**Exercise**. Select every line of the records that contains the word "countertop" and copy each one out. Treat case as significant.

**Given records**.

★ ★ ★ ★ ★

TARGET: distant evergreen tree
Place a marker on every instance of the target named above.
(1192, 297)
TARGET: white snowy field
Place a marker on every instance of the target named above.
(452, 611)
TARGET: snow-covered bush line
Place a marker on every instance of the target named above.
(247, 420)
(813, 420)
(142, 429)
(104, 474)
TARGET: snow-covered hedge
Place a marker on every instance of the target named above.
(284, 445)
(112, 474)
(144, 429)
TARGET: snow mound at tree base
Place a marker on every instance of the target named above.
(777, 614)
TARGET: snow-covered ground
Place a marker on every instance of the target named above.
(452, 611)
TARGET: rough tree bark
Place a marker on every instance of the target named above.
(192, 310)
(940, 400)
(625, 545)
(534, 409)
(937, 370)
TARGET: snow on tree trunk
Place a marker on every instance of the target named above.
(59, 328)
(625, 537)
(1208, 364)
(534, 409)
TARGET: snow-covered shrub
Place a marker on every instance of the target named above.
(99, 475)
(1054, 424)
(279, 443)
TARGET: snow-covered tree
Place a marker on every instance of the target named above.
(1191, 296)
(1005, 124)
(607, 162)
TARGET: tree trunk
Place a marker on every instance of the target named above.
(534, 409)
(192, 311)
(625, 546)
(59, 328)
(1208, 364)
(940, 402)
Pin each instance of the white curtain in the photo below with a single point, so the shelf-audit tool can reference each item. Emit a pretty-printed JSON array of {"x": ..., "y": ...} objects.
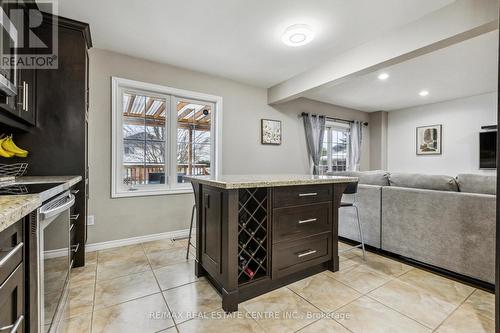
[
  {"x": 315, "y": 131},
  {"x": 354, "y": 155}
]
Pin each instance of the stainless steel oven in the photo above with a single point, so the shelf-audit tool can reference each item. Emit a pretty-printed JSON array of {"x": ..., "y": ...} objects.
[{"x": 54, "y": 259}]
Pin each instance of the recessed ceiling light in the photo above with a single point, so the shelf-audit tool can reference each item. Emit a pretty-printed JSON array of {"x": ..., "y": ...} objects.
[
  {"x": 297, "y": 35},
  {"x": 383, "y": 76}
]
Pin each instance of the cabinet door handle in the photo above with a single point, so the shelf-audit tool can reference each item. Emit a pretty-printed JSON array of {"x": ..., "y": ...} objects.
[
  {"x": 312, "y": 194},
  {"x": 307, "y": 221},
  {"x": 26, "y": 94},
  {"x": 11, "y": 254},
  {"x": 306, "y": 253},
  {"x": 14, "y": 327},
  {"x": 75, "y": 248}
]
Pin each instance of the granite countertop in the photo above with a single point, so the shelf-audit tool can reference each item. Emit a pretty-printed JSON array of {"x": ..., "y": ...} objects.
[
  {"x": 248, "y": 181},
  {"x": 15, "y": 207}
]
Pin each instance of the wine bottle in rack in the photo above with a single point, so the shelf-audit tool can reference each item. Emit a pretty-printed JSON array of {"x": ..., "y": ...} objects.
[
  {"x": 249, "y": 272},
  {"x": 259, "y": 240},
  {"x": 244, "y": 267},
  {"x": 260, "y": 261},
  {"x": 242, "y": 244},
  {"x": 243, "y": 262}
]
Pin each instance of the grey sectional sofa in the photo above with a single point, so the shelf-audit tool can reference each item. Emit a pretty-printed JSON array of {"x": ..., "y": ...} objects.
[{"x": 438, "y": 220}]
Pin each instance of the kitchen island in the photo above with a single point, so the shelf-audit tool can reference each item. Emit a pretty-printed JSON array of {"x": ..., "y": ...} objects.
[{"x": 256, "y": 233}]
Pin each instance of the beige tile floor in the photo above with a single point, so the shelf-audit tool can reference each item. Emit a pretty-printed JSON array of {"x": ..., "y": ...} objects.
[{"x": 152, "y": 288}]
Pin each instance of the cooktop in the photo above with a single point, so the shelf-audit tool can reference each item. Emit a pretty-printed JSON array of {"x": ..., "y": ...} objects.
[{"x": 22, "y": 188}]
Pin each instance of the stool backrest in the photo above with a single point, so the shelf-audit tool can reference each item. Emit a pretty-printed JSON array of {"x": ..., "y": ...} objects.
[{"x": 352, "y": 188}]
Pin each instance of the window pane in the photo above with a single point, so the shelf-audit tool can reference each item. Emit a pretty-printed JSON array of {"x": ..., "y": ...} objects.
[
  {"x": 155, "y": 153},
  {"x": 340, "y": 142},
  {"x": 144, "y": 139},
  {"x": 133, "y": 151},
  {"x": 193, "y": 138},
  {"x": 323, "y": 162}
]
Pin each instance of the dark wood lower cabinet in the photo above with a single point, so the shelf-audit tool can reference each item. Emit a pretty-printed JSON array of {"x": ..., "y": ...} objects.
[
  {"x": 12, "y": 278},
  {"x": 254, "y": 240},
  {"x": 12, "y": 302}
]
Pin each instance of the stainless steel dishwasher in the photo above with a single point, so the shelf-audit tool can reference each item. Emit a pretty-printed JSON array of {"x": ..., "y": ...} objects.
[{"x": 54, "y": 259}]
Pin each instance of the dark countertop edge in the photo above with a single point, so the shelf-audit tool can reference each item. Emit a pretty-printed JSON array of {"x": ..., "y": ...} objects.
[{"x": 278, "y": 183}]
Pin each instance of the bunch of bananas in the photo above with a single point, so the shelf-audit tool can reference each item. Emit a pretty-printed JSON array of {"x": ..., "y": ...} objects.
[{"x": 9, "y": 149}]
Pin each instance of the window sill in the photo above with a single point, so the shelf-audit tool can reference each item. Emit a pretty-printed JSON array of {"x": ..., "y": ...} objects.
[{"x": 149, "y": 193}]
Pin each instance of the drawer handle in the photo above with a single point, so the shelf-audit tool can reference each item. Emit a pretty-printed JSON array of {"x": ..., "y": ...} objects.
[
  {"x": 306, "y": 253},
  {"x": 11, "y": 254},
  {"x": 14, "y": 327},
  {"x": 312, "y": 194},
  {"x": 307, "y": 221}
]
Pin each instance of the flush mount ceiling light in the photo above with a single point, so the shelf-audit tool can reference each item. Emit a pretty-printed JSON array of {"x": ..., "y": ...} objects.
[
  {"x": 383, "y": 76},
  {"x": 297, "y": 35}
]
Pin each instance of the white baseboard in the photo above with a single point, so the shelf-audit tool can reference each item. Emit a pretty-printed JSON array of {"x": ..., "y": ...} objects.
[
  {"x": 136, "y": 240},
  {"x": 122, "y": 242}
]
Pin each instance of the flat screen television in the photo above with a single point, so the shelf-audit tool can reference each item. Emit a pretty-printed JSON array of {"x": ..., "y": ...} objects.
[{"x": 488, "y": 150}]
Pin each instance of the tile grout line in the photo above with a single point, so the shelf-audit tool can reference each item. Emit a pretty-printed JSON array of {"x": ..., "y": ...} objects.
[
  {"x": 327, "y": 313},
  {"x": 397, "y": 311},
  {"x": 454, "y": 310},
  {"x": 159, "y": 287},
  {"x": 95, "y": 287},
  {"x": 418, "y": 288},
  {"x": 322, "y": 312}
]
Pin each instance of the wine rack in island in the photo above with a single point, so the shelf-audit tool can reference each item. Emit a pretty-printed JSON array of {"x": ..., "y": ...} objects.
[{"x": 252, "y": 234}]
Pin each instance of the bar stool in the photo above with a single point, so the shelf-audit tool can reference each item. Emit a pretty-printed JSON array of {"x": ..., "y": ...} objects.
[
  {"x": 190, "y": 231},
  {"x": 352, "y": 189}
]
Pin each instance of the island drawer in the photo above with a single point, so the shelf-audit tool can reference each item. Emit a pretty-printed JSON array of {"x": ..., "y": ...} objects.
[
  {"x": 301, "y": 195},
  {"x": 291, "y": 223},
  {"x": 294, "y": 256},
  {"x": 11, "y": 249}
]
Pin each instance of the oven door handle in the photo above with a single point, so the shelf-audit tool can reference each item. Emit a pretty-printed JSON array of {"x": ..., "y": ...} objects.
[{"x": 45, "y": 214}]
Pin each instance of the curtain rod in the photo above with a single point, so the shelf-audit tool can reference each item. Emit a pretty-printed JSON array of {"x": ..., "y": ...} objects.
[{"x": 335, "y": 119}]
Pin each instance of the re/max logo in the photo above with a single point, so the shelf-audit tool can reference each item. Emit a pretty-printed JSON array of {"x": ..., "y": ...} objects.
[{"x": 25, "y": 41}]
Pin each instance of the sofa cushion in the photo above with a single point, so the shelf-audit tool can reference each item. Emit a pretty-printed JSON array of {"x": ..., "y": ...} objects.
[
  {"x": 375, "y": 177},
  {"x": 428, "y": 182},
  {"x": 471, "y": 183}
]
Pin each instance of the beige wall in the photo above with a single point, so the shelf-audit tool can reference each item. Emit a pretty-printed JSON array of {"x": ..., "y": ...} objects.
[
  {"x": 461, "y": 120},
  {"x": 378, "y": 140},
  {"x": 242, "y": 152},
  {"x": 300, "y": 105}
]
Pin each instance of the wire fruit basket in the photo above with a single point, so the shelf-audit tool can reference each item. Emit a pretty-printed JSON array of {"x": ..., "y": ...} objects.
[{"x": 13, "y": 170}]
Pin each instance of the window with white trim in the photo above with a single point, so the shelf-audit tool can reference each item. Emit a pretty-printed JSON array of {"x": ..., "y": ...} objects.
[
  {"x": 160, "y": 135},
  {"x": 335, "y": 147}
]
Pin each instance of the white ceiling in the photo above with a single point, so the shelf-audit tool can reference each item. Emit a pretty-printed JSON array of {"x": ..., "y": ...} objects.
[
  {"x": 240, "y": 39},
  {"x": 465, "y": 69}
]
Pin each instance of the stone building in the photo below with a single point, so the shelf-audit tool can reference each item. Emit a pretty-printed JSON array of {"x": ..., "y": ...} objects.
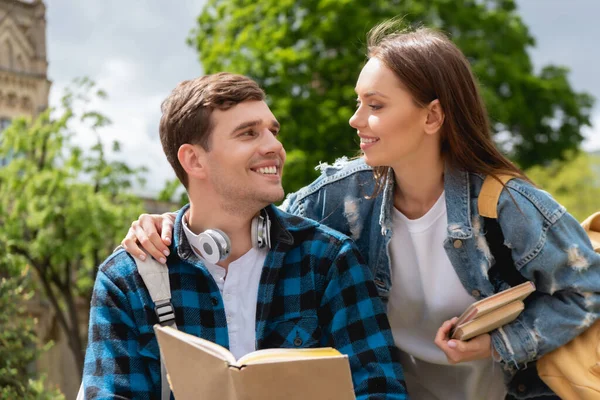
[
  {"x": 24, "y": 91},
  {"x": 24, "y": 85}
]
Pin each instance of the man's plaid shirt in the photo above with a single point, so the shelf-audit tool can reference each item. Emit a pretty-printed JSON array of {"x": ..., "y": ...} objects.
[{"x": 315, "y": 291}]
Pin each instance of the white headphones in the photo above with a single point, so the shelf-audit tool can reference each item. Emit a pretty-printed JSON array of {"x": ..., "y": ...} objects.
[{"x": 214, "y": 245}]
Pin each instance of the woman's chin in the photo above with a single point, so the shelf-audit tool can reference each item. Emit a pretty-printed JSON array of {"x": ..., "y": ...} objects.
[{"x": 372, "y": 161}]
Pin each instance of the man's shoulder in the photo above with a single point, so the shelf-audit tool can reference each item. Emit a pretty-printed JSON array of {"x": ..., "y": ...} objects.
[
  {"x": 307, "y": 229},
  {"x": 118, "y": 265},
  {"x": 345, "y": 176}
]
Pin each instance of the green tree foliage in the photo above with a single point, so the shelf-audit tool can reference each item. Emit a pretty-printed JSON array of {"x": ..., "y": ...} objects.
[
  {"x": 307, "y": 55},
  {"x": 18, "y": 342},
  {"x": 574, "y": 182},
  {"x": 63, "y": 210}
]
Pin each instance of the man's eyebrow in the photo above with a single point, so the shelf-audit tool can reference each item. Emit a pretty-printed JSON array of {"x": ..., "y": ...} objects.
[
  {"x": 373, "y": 93},
  {"x": 253, "y": 123}
]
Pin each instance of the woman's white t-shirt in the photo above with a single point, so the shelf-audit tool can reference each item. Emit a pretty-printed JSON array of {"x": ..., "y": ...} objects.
[{"x": 426, "y": 291}]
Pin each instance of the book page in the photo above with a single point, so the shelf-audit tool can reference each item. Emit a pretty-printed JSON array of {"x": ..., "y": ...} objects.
[
  {"x": 280, "y": 355},
  {"x": 203, "y": 344},
  {"x": 489, "y": 304}
]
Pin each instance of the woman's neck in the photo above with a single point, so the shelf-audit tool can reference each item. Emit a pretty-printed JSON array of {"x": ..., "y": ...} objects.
[{"x": 419, "y": 184}]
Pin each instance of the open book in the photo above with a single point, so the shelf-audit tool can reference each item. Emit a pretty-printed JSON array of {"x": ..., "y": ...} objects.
[
  {"x": 200, "y": 369},
  {"x": 492, "y": 312}
]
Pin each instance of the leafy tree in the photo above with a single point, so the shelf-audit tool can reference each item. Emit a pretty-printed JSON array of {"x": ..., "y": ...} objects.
[
  {"x": 574, "y": 182},
  {"x": 63, "y": 210},
  {"x": 18, "y": 342},
  {"x": 307, "y": 55}
]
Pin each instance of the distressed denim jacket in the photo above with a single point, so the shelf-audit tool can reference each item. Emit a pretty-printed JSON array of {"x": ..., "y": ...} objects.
[{"x": 548, "y": 247}]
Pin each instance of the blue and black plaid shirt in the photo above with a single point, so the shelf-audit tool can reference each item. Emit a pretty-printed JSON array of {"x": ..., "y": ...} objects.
[{"x": 315, "y": 291}]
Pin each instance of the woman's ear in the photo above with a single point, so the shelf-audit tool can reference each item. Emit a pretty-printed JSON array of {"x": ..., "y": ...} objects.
[
  {"x": 435, "y": 117},
  {"x": 193, "y": 160}
]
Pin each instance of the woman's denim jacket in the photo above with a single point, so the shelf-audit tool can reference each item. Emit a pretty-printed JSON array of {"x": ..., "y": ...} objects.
[{"x": 548, "y": 247}]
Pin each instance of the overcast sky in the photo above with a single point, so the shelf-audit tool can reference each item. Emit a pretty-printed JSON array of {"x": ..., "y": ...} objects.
[{"x": 136, "y": 51}]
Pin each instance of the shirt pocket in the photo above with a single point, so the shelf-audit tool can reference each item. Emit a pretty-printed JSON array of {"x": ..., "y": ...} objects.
[{"x": 298, "y": 332}]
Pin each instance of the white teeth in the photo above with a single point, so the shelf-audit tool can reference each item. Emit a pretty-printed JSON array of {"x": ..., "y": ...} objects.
[
  {"x": 366, "y": 140},
  {"x": 267, "y": 170}
]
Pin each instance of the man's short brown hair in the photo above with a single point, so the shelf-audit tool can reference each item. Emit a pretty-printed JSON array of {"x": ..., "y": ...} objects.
[{"x": 186, "y": 113}]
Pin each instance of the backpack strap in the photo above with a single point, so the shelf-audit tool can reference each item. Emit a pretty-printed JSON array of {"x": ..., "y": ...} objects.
[
  {"x": 156, "y": 278},
  {"x": 487, "y": 204}
]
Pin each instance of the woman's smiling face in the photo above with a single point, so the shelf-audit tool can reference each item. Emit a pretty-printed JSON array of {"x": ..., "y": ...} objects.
[{"x": 388, "y": 121}]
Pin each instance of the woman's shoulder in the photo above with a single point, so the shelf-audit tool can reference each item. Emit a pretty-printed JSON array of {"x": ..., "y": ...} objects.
[{"x": 522, "y": 198}]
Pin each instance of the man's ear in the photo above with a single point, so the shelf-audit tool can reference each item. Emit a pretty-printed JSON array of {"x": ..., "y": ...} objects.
[
  {"x": 435, "y": 117},
  {"x": 193, "y": 160}
]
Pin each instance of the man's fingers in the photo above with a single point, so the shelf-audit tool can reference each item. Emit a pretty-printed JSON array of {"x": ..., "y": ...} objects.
[
  {"x": 146, "y": 231},
  {"x": 167, "y": 228},
  {"x": 130, "y": 245},
  {"x": 149, "y": 246}
]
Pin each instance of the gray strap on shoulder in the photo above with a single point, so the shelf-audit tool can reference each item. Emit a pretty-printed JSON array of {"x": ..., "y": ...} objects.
[{"x": 156, "y": 279}]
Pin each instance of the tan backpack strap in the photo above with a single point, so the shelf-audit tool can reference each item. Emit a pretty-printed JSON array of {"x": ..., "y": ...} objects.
[
  {"x": 487, "y": 203},
  {"x": 592, "y": 227}
]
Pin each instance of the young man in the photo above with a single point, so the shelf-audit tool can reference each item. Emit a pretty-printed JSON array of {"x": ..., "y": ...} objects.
[{"x": 307, "y": 286}]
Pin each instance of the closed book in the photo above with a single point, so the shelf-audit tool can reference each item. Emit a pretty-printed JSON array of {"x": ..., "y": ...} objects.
[
  {"x": 198, "y": 368},
  {"x": 489, "y": 322},
  {"x": 492, "y": 312}
]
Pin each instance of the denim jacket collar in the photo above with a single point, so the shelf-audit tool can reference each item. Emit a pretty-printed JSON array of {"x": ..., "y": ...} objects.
[{"x": 456, "y": 186}]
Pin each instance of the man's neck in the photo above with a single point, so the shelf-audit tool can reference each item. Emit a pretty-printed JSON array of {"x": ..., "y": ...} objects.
[{"x": 237, "y": 226}]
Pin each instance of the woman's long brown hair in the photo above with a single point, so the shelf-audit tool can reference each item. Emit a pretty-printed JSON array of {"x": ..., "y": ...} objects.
[{"x": 431, "y": 67}]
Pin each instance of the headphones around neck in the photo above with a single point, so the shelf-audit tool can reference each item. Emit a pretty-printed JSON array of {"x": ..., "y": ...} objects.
[{"x": 214, "y": 244}]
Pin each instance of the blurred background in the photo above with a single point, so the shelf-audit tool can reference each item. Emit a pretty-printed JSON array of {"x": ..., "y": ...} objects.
[{"x": 80, "y": 90}]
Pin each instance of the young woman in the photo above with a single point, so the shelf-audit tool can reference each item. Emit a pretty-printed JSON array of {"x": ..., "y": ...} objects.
[{"x": 410, "y": 203}]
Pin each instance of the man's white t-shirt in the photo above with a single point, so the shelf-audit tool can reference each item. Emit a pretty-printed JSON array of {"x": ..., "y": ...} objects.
[
  {"x": 426, "y": 291},
  {"x": 239, "y": 289}
]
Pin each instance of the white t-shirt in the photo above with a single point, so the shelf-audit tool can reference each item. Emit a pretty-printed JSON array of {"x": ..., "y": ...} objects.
[
  {"x": 426, "y": 291},
  {"x": 240, "y": 295}
]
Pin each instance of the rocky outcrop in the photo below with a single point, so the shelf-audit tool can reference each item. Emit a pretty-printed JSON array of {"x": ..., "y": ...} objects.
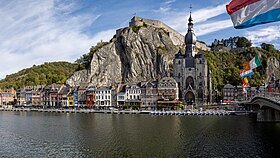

★ ★ ★ ★ ★

**The reply**.
Pin each instance of the granite countertop in the photo above with a single point, so the shelf-audit tool can reference each item. Emit a pretty-printed JSON array of {"x": ..., "y": ...} objects.
Pin each instance of the dark countertop edge in the photo above with a single point, so the shelf-audit tool can reference each item. Emit a pretty-printed JSON array of {"x": ..., "y": ...} objects.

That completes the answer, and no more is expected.